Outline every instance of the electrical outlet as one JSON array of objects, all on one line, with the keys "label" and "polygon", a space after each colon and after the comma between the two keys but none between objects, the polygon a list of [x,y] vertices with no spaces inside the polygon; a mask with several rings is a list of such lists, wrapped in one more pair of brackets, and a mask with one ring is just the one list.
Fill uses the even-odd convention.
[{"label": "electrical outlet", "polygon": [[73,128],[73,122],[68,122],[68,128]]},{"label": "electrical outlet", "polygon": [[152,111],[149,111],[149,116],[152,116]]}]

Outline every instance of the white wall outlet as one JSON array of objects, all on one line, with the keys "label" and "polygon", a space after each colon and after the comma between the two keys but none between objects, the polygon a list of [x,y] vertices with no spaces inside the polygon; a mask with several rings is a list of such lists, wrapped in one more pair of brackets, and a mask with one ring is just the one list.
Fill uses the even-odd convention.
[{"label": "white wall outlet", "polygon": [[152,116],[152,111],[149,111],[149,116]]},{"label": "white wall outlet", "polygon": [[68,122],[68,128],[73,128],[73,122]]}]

• **The problem**
Print all of the records above again, reproducing every line of each one without changes.

• **Finished answer**
Outline every instance of the electrical outlet as one JSON array of objects, all on one line, with the keys "label" and "polygon", a space after each colon and after the comma between the two keys but none between objects, the polygon a list of [x,y] vertices with no spaces inside the polygon; a mask with several rings is a list of such lists, wrapped in one more pair of brackets, and a mask with one ring is just the one list.
Fill uses the even-odd convention.
[{"label": "electrical outlet", "polygon": [[73,128],[73,122],[68,122],[68,128]]},{"label": "electrical outlet", "polygon": [[152,111],[149,111],[149,116],[152,116]]}]

Outline every instance of the white wall outlet as one JSON array of objects, all on one line, with the keys "label" and "polygon", a space after each colon and after the comma between the two keys but none between objects, the polygon a list of [x,y] vertices with no spaces inside the polygon; a mask with several rings is a list of such lists, wrapped in one more pair of brackets, and a mask with one ring is just the one list.
Fill uses the even-odd convention.
[{"label": "white wall outlet", "polygon": [[152,116],[152,111],[149,111],[149,116]]},{"label": "white wall outlet", "polygon": [[68,122],[68,128],[73,128],[73,122]]}]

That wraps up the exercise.